Task brief:
Continue the blog post on JSON versus TOON from the point where it stops, carrying on after its last sentence.

[Opening Provided passage section]

JSON vs TOON: Save tokens on your LLMs 🪙

Discover TOON, the new format that promises to dethrone JSON for feeding LLMs and save you a fortune in tokens.

Date: Nov 20, 2025

Hello everyone! 👋 Welcome back to the blog.

Today I’m here to talk about a topic that is on the lips of everyone working with Artificial Intelligence and LLMs (Large Language Models): token optimization. Because, my friends, in the world of AI, tokens are money 💸. Literally.

If you’ve been “tinkering” with models like GPT-4, Claude, or Gemini for a while, you’ll know that feeding the beast with structured data is our daily bread. Whether it’s for RAG (Retrieval-Augmented Generation), fine-tuning, or simply providing context, we need to pass data to the model. And this is where our old friend JSON has been the undisputed king… until now.

The problem with JSON: The “verbosity tax” 🐢

Don’t get me wrong, I love JSON. It’s readable, easy to parse, and universal. It has been the de facto standard for data exchange on the web for years. But when it comes to sending large amounts of data to an LLM, JSON has a “small” problem: it is extremely verbose.

Imagine you have a list of 1000 users. In JSON, you repeat the keys name, email, role, etc., 1000 times!

{
  "users": [
    { "id": 1, "name": "Jorge", "role": "Developer", "active": true },
    { "id": 2, "name": "Maria", "role": "Designer", "active": false }
    // ... imagine this repeated 1000 times 😱
  ]
}

Every time you repeat "name":, you are spending tokens. Tokens that you could be using to give more context to the model or to get a longer response. It’s redundant structure that the model doesn’t need to see constantly to understand the data.

What is TOON? 🦸‍♂️

This is where TOON (Token-Oriented Object Notation) comes into play. It is a format designed specifically to be “token-friendly”. Its goal is to maintain the structure of the data but eliminate the syntactic redundancy that costs us so much on the API bill.

Think of TOON as a translation layer: you use JSON in your code (because it’s comfortable), but you encode it to TOON before sending it to the LLM.

TOON’s philosophy is simple but brilliant: it combines the indentation-based structure of YAML (for nested objects) with the tabular efficiency of CSV (for uniform arrays).

How does it work?

The key is to declare the structure only once and then “stream” the data.

Let’s see the previous example converted to TOON:

users[2]{id,name,role,active}:
1,Jorge,Developer,true
2,Maria,Designer,false

Look at the cleanliness! 🧹

users[2]: Explicitly declares the length of the array. This helps the LLM know if generation has been cut off or if data is missing.
{id,name,role,active}: Defines the headers (the keys) only once.
1,Jorge...: The data goes in rows, separated by commas, just like in a CSV.

We have eliminated all the quotes from the keys, the repetitive braces, and the repeated keys themselves. For an array of 2 elements it might not seem like much, but scale this to thousands of records and the difference is abysmal.

[Closing Provided passage section]
[Opening Data for review section]

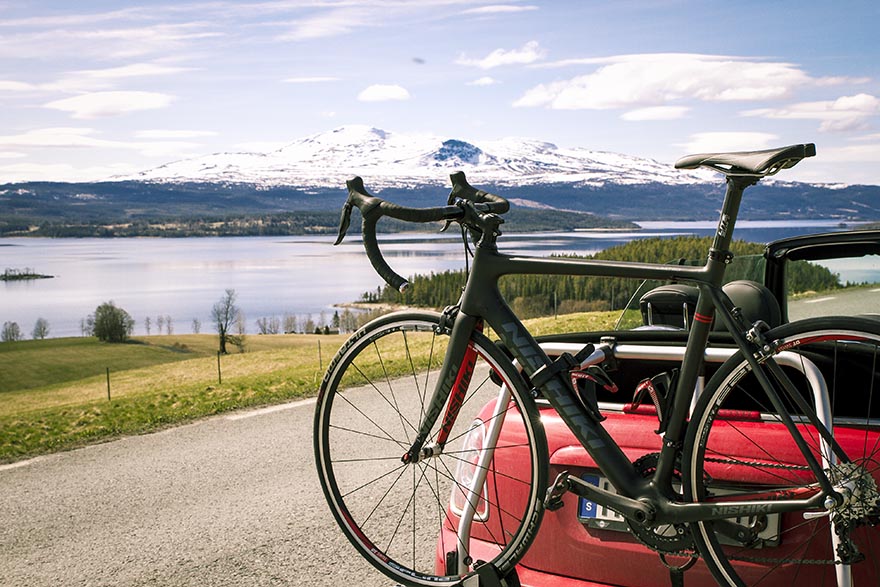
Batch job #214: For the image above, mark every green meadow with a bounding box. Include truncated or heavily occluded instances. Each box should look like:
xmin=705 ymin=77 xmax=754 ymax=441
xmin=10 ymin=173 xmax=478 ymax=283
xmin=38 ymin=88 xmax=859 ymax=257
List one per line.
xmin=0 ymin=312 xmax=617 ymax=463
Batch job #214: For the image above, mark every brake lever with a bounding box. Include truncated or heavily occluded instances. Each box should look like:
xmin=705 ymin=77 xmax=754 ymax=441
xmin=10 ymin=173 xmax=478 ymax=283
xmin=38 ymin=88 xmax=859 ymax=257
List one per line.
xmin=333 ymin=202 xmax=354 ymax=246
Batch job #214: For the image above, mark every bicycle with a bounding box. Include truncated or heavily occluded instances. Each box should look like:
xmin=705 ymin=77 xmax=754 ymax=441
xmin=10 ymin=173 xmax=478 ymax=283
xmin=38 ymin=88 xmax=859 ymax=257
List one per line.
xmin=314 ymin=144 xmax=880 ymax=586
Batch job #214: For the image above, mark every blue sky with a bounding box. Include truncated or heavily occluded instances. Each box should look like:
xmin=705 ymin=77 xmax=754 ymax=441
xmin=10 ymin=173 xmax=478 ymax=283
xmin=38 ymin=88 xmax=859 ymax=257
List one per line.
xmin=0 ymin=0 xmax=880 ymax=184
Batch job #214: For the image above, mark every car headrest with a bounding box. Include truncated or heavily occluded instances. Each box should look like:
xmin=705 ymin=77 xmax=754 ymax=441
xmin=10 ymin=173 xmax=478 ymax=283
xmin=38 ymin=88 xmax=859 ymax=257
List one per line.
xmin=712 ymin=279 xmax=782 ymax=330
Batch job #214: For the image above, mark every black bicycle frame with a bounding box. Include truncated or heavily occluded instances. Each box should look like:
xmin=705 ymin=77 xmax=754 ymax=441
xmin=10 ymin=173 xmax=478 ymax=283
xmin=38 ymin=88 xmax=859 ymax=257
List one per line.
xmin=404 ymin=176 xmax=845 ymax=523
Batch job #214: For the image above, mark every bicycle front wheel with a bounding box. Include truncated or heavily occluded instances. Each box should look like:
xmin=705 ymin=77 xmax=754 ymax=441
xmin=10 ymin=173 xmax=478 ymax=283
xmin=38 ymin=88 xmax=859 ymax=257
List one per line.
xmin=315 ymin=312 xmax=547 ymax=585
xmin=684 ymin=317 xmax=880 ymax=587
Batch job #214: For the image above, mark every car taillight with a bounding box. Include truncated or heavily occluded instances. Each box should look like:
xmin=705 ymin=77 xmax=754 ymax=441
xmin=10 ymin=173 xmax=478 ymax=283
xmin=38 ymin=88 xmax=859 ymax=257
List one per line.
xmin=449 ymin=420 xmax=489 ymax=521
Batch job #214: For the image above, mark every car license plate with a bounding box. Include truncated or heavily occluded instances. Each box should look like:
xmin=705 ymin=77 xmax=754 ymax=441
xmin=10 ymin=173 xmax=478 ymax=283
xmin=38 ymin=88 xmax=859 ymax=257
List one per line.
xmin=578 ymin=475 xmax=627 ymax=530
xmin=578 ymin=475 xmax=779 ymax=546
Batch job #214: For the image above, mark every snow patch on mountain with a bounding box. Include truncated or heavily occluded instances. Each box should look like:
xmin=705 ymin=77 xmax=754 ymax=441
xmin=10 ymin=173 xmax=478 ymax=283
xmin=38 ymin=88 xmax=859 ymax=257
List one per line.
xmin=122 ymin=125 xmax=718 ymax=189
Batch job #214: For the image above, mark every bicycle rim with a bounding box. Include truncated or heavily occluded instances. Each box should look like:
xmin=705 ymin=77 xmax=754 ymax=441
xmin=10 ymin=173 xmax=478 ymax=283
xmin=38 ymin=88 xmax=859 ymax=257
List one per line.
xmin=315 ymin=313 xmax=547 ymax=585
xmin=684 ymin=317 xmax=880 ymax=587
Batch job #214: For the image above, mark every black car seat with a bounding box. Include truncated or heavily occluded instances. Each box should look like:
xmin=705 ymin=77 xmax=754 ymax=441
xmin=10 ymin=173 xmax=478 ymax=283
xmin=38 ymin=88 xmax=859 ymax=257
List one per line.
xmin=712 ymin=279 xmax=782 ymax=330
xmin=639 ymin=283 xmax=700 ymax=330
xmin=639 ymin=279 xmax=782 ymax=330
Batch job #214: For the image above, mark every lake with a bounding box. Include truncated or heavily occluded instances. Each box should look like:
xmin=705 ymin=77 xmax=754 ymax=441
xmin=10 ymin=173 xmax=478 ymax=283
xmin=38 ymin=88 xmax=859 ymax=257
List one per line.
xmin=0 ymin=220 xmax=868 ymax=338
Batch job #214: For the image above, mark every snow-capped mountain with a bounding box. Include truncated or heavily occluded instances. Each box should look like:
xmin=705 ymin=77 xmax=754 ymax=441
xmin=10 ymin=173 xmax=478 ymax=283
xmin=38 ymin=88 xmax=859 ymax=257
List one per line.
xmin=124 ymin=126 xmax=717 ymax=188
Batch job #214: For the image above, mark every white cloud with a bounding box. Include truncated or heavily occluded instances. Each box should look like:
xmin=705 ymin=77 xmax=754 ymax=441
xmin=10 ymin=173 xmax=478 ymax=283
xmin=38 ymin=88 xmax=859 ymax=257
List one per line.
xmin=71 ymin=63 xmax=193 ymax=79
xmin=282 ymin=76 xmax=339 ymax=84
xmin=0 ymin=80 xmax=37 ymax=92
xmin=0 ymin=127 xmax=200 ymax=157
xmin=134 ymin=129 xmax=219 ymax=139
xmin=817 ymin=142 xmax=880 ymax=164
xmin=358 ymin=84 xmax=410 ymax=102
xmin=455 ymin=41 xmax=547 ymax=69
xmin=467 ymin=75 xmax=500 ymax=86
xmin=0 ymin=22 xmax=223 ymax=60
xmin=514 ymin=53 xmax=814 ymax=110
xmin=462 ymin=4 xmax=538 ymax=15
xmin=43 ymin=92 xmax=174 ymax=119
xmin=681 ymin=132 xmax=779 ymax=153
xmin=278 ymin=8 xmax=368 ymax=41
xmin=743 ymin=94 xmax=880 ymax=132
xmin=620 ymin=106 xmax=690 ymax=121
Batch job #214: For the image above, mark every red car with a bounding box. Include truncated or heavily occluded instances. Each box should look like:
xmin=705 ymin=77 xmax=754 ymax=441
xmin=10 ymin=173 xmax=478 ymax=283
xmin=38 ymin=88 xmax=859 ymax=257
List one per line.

[Closing Data for review section]

Task output:
A more complex example: The best of both worlds 🌍

TOON is not just a glorified CSV. Its real power is seen when we mix objects and arrays. Look at this example taken from its official documentation, where we have a context (object) and lists of data (arrays):

In JSON:

{
  "context": {
    "task": "Our favorite hikes",
    "location": "Pyrenees",
    "season": "summer_2025"
  },
  "friends": ["ana", "luis", "sam"],
  "hikes": [
    { "id": 1, "name": "Monte Perdido", "km": 15.5, "hard": true },
    { "id": 2, "name": "Aneto", "km": 12.2, "hard": true },
    { "id": 3, "name": "Cola de Caballo", "km": 18.0, "hard": false }
  ]
}

In TOON:

context:
  task: Our favorite hikes
  location: Pyrenees
  season: summer_2025
friends[3]: ana,luis,sam
hikes[3]{id,name,km,hard}:
1,Monte Perdido,15.5,true
2,Aneto,12.2,true
3,Cola de Caballo,18.0,false

Here we see the magic:

context uses a YAML-like style (key-value with indentation).
friends is an array of primitives, super compact.
hikes is an array of objects, rendered as a table.

The format automatically adapts to the structure of your data to be as efficient as possible.

Why use TOON? (Design Goals) 🎯

According to its creators, TOON has very clear design goals that make it ideal for LLMs:

Token Efficiency: Reduces token usage by 30% to 60% compared to pretty-printed JSON.
Schema-Aware: By including the array length [N] and headers, we give explicit hints to the model. This reduces hallucinations and helps validate that the output is complete.
Human Readability: Unlike binary formats or extreme minification, TOON remains readable by us.
Lossless: It is a lossless representation of the JSON data model. You can go from JSON -> TOON -> JSON without losing anything.

When to use it (and when NOT)? 🚦

Like any tool, it’s not a silver bullet. Here is my recommendation:

✅ Use it when:

You have uniform arrays of objects (lists of products, users, logs, transactions). This is where TOON shines and destroys JSON in efficiency.
Token cost is a concern (and when isn’t it?).
You need to maximize the context window to fit more information.

❌ Do not use it when:

Your data is very irregular or deeply nested without repetitive patterns. If every object has different keys, TOON cannot use its tabular format and ends up looking like YAML, losing its advantage.
You need ultra-low latency in very small local models that might not have seen this format ever (although large models understand it perfectly with a proper prompt).
It’s purely tabular and flat data: there a simple CSV might be even lighter (although TOON adds safety with types and lengths).

Benchmarks and Savings 📊

Preliminary tests are impressive. In typical RAG datasets, the savings are substantial.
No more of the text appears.